Required work - Quote each of the following rows word for word, keeping their order and wording unchanged.

The records -
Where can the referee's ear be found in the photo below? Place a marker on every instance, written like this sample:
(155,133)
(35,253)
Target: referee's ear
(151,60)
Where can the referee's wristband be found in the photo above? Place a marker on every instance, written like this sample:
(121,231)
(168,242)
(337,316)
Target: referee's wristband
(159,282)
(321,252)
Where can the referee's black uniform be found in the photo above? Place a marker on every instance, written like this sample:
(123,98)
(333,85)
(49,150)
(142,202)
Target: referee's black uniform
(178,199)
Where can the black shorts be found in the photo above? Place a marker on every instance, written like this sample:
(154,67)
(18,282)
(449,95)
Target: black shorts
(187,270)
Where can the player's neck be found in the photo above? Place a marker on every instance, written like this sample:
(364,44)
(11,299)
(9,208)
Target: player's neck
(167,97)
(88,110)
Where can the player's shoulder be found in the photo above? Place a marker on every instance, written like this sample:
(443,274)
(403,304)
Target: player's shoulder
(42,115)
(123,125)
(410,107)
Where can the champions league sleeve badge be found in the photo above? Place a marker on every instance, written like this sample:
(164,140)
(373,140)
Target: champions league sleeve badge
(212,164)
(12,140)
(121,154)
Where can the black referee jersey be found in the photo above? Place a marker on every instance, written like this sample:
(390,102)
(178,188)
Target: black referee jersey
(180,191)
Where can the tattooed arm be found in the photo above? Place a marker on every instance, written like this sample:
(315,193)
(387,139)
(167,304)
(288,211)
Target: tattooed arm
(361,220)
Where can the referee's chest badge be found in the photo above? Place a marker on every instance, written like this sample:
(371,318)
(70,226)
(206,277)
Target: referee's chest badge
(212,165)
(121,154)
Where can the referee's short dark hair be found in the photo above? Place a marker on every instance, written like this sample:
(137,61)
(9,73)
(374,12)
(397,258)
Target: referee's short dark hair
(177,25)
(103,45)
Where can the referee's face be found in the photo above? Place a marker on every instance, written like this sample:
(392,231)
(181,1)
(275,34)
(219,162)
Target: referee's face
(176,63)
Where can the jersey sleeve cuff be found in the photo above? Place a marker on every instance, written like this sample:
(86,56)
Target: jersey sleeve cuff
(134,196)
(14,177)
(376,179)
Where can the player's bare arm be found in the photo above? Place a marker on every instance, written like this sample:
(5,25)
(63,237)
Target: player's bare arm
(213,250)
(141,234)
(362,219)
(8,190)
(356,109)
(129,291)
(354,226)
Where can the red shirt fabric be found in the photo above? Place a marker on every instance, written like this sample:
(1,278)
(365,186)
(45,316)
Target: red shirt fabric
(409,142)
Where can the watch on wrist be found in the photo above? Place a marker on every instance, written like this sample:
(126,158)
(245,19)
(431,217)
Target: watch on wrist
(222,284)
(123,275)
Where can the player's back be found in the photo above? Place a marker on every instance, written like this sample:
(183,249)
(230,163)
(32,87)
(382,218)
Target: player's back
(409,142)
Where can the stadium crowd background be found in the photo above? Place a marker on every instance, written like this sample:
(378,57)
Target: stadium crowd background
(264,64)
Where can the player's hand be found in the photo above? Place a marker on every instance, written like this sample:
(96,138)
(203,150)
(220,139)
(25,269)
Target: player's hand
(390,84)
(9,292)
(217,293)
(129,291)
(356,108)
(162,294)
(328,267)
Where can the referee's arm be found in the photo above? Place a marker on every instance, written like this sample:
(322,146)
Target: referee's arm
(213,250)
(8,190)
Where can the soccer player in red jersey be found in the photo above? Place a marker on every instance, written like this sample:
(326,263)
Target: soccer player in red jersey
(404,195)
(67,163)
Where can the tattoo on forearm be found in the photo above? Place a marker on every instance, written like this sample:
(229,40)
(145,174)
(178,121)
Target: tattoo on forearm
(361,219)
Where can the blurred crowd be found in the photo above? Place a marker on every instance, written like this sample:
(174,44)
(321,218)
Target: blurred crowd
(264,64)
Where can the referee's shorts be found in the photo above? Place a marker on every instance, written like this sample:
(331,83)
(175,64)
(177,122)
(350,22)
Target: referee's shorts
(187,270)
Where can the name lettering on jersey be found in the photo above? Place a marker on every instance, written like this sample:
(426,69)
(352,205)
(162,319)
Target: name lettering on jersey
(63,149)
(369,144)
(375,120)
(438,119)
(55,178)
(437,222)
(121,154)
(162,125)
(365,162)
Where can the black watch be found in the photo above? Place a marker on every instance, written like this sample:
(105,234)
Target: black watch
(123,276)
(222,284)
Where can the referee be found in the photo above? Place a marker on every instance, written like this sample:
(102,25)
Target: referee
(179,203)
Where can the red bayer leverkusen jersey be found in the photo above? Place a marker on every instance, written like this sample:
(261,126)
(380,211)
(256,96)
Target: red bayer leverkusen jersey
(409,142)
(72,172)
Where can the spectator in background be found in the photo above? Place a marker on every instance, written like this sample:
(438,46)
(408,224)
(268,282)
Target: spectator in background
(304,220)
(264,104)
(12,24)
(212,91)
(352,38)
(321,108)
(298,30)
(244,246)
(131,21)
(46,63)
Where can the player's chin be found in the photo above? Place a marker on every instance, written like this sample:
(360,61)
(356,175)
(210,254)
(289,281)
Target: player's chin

Response to this task -
Where can the referee's ear be found in the photo below? Place a marker on every instance, written like this sample:
(155,133)
(35,253)
Target: referee's ear
(151,60)
Where can the referee's wristband be found in the photo above? Place a marker on every instance, written like this sample:
(121,231)
(168,242)
(337,316)
Target: referee's wristband
(159,282)
(321,252)
Where can the referee's black uniform be found in the photo above? Place a marker on every instance, written like this sample:
(123,98)
(333,85)
(49,150)
(142,202)
Target: referee's black uniform
(178,199)
Where can the black shorts be found in the photo above? Place a marker on every instance, written like this sample:
(154,67)
(18,282)
(449,95)
Target: black shorts
(187,270)
Where can the player's neck be found in the photo above? Place a marker on every instance, written like this sample:
(364,44)
(11,299)
(9,208)
Target: player's neck
(167,97)
(88,110)
Where can the player's shoulder be found in the photo above? Place a marker on every instance, written like this sample:
(443,274)
(403,304)
Target: player's shoulder
(42,115)
(123,125)
(410,107)
Where can the champions league sleeve badge be found in the photo above? Place a marker on every instance, written like this sample:
(164,140)
(373,140)
Target: champions league sleeve badge
(212,164)
(12,140)
(121,154)
Where can the black referee jersey be found in the photo above? Place a marker on every instance, written like this sample:
(390,102)
(178,188)
Target: black referee jersey
(180,191)
Where can the tattooed arm be found in the photo above? Place a marker on every instance, written like this sample:
(315,193)
(387,139)
(167,304)
(288,211)
Target: tattooed arm
(361,220)
Where can the referee's chest badge be found in the photo above? Place a marker on every instance, written like this sample:
(371,318)
(70,226)
(206,277)
Target: referee's chest badge
(212,165)
(121,154)
Where can the referee's short dark hair be found in the photo above? Place a marker on every instance, written like this sample:
(137,61)
(9,73)
(374,12)
(397,258)
Target: referee's short dark hair
(177,25)
(103,45)
Where can the referee's face be found in the photo above? Place a marker on every instance, written like this sample:
(392,231)
(181,1)
(275,34)
(219,162)
Target: referee's face
(176,63)
Where can the jersey sleeve cuff be found in the photo above? Place a marker on every instance, written like this sample:
(86,56)
Target: jersey sleeve cuff
(134,196)
(14,177)
(376,179)
Where can the player's bare arm be found in the photo above? Place a marker on every instance, written like this sample:
(5,25)
(63,237)
Target: player's bare arm
(213,250)
(141,234)
(362,219)
(8,190)
(356,109)
(129,291)
(354,226)
Where can the red shirt fabric be found in the photo above? Place a marker on every instance, written like this sample:
(1,278)
(365,186)
(45,316)
Target: red shirt fabric
(409,142)
Where can the watch on wrist be found in the photo above? Place a marker on every instance, written like this sample:
(126,158)
(245,19)
(431,217)
Target: watch on wrist
(222,284)
(123,275)
Where can the player's back be found in the photo above? Place a marker on every instance, written like this sample:
(183,249)
(230,163)
(32,87)
(382,218)
Target: player's back
(409,142)
Where can the stadium crowd background be found in the photo above? Place a marker on every instance, written like this sample:
(378,57)
Target: stadium crowd background
(264,64)
Where can the player's hand be found in the photo above? Place a marker on every instance, written like this sample:
(96,138)
(203,150)
(220,139)
(25,269)
Target: player's hand
(390,84)
(9,292)
(217,293)
(129,291)
(356,108)
(162,294)
(328,267)
Where can the referee's arm be found in the photo above? Place a marker on every instance, written like this sample:
(322,146)
Target: referee's arm
(213,250)
(8,190)
Where can the soccer player in red jersey be found in the photo above? Place a marker on every instance, written like this sample:
(326,263)
Target: soccer player in red jersey
(404,195)
(67,163)
Where can the tattoo on forearm be found in the photo above? Place a marker on every instance, written like this sample:
(229,40)
(145,174)
(178,121)
Target: tattoo on forearm
(361,219)
Where can the blurred crowd be found in the photo above? Place a marker on every instance, written like this sample:
(174,44)
(321,218)
Target: blurred crowd
(264,64)
Where can the referee's shorts be found in the photo above? Place a marker on every instance, written like this sample:
(331,83)
(175,64)
(177,122)
(350,22)
Target: referee's shorts
(187,270)
Where can the name lettering on jersey be found in the photo above? Place a marker on every instance, written like this sample:
(426,69)
(352,205)
(162,319)
Target: name lettering on jersey
(63,149)
(369,144)
(375,120)
(438,119)
(55,178)
(437,222)
(121,154)
(162,125)
(365,162)
Where can the black watch be found in the photo above? Place a marker on every instance, written like this sample:
(105,234)
Target: black watch
(123,276)
(222,284)
Where can the referee be found in the photo above? Place a marker on every instance, written like this sample:
(102,25)
Target: referee
(179,203)
Where can the red bayer leverkusen jersey be found in the photo above? Place a marker on every instance, written like this sample:
(261,126)
(380,211)
(256,96)
Target: red bayer leverkusen jersey
(409,142)
(72,172)
Where can the spectator in background be found in the photo above? Place a marker on every instance, written like this sample:
(438,46)
(408,224)
(268,282)
Target: spectator in background
(304,220)
(264,104)
(12,24)
(212,91)
(352,38)
(321,108)
(298,30)
(244,246)
(131,21)
(46,63)
Where can the player's chin be found in the photo above? Place a marker on every instance, written like this sample:
(360,61)
(356,175)
(210,254)
(289,281)
Target: player's chin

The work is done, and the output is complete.